START PASSAGE FOR REVIEW

- Born: 1991 Basra, Iraq
- Died: 4 August 2025 (aged 33–34) Basra, Iraq
- Cause of death: Suicide; disputed
- Body discovered: 4 August 2025, Home
- Citizenship: Iraq
- Education: University of Basrah
- Occupation: psychiatrist
- Years active: 2015–2025

= Ban Ziad Tariq =

Iraqi psychiatric (1991–2025)

Ban Ziad Tariq (1991 – 4 August 2025) was an Iraqi psychiatrist from Basra. Her death sparked widespread controversy in public health of Iraq, and social media after she was found dead in her home under mysterious circumstances. The Supreme Judicial Council of Iraq later declared her death was a suicide.

== Early life and education ==
Ban Ziad Tariq was born in 1991 in Basra, a port city in southern Iraq. She studied medicine at the University of Basrah and graduated as a general practitioner in 2015, then specialized in psychiatry and psychotherapy. According to her colleagues she was known for her professional competence and dedication to patient care. She also participated in local medical conferences, the final days of her life which occurred shortly before her death.

== Death ==
On 4 August 2025, Tariq was found dead in her home in Basra under mysterious circumstances. Initial reports showing photos of cuts and bruises on her body raised widespread suspicions that she had been murdered. Her mother told local media Tariq was under work pressure.

END PASSAGE FOR REVIEW

▸ **APPLY WHAT YOU READ**:
1: In the biography, what year did Ban Ziad Tariq graduate as a general practitioner?
2: Return the part of the biography from "Iraqi psychiatric (1991–2025)" to "before her death.", copied word for word.

START DATASET CONTENT

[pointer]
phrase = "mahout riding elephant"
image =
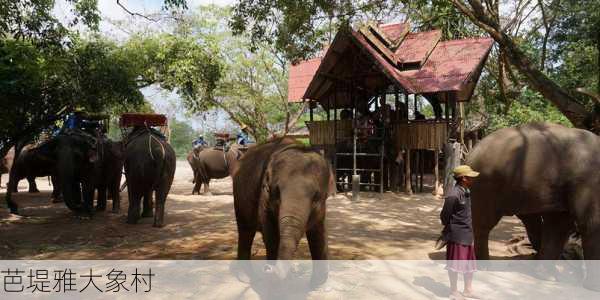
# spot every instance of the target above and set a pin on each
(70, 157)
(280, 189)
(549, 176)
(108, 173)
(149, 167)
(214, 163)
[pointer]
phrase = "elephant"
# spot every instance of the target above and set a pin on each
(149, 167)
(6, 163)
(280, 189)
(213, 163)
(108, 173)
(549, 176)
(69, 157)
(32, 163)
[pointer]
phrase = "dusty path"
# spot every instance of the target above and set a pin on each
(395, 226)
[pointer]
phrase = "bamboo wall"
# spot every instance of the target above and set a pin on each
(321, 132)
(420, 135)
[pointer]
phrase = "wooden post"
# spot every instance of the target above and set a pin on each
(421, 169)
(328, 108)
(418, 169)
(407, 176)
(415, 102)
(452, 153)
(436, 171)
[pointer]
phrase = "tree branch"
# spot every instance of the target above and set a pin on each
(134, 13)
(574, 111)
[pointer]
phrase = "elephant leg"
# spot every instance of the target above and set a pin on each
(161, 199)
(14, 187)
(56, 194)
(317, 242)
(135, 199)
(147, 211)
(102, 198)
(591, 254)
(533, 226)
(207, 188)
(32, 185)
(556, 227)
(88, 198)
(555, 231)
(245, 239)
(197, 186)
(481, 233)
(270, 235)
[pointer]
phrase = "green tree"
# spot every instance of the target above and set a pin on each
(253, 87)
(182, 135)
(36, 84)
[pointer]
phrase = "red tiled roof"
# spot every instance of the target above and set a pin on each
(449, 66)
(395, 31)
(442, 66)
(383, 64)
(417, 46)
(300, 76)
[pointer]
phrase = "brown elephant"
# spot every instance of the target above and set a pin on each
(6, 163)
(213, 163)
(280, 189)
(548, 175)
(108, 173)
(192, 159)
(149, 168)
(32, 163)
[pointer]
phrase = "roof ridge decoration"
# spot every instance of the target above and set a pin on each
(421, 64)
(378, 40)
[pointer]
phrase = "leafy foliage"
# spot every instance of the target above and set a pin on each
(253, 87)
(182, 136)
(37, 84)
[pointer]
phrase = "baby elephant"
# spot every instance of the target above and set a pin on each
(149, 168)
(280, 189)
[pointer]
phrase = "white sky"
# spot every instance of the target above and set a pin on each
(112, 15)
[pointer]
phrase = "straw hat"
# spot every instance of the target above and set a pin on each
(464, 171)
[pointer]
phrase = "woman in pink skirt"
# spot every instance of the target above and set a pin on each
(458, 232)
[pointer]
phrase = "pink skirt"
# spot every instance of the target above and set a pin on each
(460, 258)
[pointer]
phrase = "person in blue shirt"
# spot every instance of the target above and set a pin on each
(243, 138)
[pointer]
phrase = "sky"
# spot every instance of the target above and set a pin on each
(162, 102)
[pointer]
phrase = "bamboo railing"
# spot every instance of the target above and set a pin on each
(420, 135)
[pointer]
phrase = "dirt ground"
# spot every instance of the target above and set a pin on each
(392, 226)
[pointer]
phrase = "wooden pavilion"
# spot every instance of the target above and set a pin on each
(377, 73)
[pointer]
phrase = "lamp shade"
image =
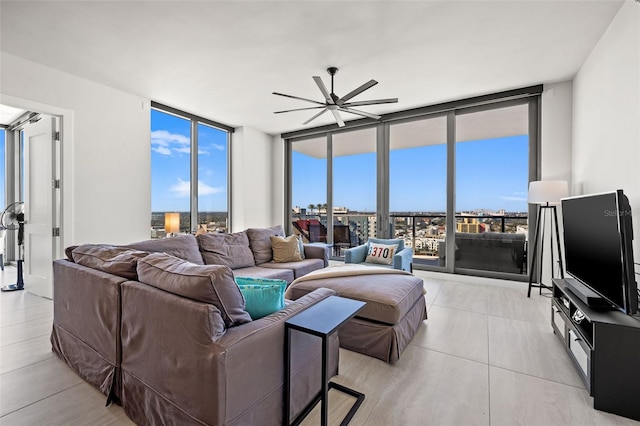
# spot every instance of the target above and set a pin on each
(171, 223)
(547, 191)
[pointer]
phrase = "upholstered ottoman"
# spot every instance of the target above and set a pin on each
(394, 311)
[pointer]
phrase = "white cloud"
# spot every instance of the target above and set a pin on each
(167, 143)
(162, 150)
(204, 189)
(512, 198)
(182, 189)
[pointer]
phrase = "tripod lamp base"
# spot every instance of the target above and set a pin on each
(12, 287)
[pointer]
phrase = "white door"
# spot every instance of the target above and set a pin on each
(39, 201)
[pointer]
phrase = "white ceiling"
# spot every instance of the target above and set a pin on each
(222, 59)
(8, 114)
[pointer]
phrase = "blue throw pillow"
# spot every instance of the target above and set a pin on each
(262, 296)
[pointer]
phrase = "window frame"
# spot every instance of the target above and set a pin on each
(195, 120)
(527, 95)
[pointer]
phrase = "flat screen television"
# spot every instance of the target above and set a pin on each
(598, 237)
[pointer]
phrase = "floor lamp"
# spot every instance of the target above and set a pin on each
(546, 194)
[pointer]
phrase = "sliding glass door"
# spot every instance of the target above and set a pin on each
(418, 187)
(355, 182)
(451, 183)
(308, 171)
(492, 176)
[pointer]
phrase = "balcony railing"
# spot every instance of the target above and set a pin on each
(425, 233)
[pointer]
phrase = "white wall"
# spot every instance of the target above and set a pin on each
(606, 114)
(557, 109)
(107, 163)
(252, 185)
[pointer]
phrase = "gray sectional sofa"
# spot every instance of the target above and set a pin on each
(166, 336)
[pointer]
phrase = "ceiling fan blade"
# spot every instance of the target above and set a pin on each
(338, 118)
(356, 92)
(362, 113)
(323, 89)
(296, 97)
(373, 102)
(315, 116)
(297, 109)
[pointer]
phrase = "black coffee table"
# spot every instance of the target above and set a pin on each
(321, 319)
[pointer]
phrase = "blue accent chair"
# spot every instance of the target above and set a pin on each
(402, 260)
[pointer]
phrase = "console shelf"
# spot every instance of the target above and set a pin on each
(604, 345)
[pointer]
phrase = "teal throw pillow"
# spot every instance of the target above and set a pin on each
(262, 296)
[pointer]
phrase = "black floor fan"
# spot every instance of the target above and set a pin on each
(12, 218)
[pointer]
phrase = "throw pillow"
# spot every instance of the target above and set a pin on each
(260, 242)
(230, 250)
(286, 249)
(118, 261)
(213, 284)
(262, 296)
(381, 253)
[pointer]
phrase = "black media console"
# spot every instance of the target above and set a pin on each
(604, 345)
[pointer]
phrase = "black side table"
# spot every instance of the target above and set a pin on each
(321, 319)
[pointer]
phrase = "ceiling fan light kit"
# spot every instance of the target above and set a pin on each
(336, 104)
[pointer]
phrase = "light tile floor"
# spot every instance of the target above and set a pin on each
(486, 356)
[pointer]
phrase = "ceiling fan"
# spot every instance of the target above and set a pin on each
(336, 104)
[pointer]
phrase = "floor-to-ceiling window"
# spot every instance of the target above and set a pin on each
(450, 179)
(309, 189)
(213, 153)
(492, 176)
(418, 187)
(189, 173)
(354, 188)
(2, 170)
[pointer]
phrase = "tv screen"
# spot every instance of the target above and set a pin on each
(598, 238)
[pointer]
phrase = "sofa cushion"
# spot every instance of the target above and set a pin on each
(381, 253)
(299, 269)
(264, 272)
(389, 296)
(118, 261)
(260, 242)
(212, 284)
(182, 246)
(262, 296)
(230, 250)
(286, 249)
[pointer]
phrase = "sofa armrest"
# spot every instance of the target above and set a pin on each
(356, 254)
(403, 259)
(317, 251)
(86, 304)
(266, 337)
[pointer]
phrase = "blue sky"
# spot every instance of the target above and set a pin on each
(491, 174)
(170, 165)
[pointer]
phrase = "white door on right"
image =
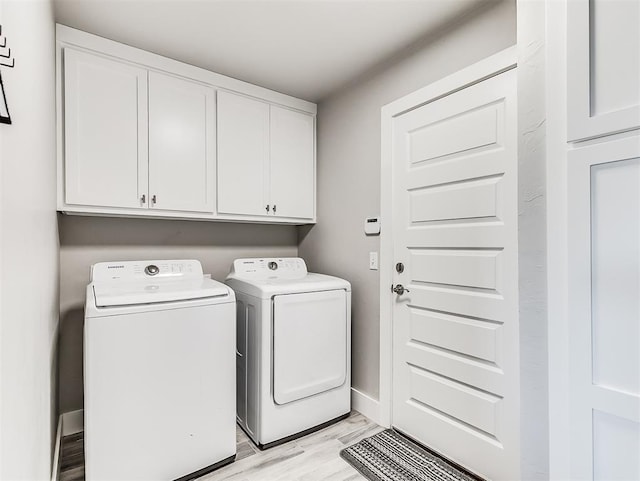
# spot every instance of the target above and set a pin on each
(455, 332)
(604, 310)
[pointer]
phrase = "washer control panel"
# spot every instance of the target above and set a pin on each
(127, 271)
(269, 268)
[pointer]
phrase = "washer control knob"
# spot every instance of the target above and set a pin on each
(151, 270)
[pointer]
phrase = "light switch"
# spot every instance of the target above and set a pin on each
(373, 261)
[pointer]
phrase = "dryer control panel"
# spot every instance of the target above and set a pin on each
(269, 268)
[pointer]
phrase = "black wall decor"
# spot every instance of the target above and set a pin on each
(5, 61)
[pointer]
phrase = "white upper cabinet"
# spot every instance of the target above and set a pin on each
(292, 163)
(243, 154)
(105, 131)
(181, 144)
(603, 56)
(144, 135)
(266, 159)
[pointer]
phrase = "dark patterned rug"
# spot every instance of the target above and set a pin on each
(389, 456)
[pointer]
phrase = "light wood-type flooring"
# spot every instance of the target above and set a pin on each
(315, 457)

END DATASET CONTENT
START DATASET CONTENT

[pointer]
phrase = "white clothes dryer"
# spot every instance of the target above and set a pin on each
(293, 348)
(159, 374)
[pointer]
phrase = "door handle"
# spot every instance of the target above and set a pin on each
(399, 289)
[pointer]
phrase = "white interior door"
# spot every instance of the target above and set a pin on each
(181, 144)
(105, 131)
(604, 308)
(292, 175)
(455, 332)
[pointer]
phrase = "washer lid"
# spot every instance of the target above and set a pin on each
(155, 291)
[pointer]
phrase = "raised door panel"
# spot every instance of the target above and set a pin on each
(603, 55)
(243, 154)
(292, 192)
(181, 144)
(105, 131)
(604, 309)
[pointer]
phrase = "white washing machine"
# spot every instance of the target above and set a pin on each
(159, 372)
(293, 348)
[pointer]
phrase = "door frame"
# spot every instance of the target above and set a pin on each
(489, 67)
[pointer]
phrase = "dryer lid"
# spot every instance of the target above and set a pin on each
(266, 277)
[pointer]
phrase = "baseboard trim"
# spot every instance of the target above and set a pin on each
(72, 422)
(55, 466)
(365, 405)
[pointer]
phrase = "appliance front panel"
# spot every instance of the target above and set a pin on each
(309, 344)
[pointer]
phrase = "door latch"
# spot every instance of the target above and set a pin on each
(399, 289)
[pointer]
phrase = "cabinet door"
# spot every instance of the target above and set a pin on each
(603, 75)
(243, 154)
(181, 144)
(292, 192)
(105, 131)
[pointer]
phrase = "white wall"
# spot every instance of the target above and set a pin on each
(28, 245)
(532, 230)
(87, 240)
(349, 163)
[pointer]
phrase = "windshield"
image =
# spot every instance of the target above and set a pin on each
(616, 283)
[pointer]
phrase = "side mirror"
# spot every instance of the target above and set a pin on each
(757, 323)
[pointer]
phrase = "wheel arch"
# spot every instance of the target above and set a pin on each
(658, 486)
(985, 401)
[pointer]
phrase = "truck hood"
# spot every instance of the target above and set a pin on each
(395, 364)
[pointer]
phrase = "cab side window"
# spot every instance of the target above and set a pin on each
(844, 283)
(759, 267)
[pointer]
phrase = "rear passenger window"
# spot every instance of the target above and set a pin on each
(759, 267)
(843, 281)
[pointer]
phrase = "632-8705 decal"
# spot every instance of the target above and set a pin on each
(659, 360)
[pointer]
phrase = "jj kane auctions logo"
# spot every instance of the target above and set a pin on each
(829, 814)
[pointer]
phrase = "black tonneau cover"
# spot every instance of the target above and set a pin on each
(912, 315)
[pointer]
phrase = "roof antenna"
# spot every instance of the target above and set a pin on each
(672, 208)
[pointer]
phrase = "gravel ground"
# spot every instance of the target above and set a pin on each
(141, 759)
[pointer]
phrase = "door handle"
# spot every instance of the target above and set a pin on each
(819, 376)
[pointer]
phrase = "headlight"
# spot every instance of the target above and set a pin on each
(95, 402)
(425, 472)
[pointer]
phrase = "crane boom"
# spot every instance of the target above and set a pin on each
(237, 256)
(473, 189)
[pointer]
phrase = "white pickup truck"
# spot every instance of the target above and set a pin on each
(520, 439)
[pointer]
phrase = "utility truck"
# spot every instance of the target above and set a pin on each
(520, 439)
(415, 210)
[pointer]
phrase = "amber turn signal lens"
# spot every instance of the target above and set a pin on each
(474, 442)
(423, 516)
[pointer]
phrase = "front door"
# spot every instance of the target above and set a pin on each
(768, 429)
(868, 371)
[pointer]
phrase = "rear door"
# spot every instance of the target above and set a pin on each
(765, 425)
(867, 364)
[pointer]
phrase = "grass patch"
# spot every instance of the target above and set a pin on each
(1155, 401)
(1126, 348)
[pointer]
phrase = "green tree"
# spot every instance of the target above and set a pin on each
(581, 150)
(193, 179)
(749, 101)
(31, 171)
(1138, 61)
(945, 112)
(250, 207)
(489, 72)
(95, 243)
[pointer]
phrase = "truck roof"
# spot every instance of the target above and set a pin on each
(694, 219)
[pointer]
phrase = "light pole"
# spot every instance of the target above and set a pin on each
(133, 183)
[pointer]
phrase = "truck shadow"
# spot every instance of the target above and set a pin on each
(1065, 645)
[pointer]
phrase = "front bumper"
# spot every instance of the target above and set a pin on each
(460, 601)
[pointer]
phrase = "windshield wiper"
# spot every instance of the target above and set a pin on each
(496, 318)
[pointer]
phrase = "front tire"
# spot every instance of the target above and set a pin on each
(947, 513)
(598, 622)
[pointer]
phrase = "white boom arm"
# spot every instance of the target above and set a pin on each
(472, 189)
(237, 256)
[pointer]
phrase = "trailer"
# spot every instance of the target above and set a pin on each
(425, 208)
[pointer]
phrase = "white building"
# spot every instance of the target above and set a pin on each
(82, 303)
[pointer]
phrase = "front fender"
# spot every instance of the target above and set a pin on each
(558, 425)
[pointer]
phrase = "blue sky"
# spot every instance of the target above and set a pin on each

END DATASET CONTENT

▸ **TASK ANSWERS**:
1: 2015

2:
Iraqi psychiatric (1991–2025)

Ban Ziad Tariq (1991 – 4 August 2025) was an Iraqi psychiatrist from Basra. Her death sparked widespread controversy in public health of Iraq, and social media after she was found dead in her home under mysterious circumstances. The Supreme Judicial Council of Iraq later declared her death was a suicide.

== Early life and education ==
Ban Ziad Tariq was born in 1991 in Basra, a port city in southern Iraq. She studied medicine at the University of Basrah and graduated as a general practitioner in 2015, then specialized in psychiatry and psychotherapy. According to her colleagues she was known for her professional competence and dedication to patient care. She also participated in local medical conferences, the final days of her life which occurred shortly before her death.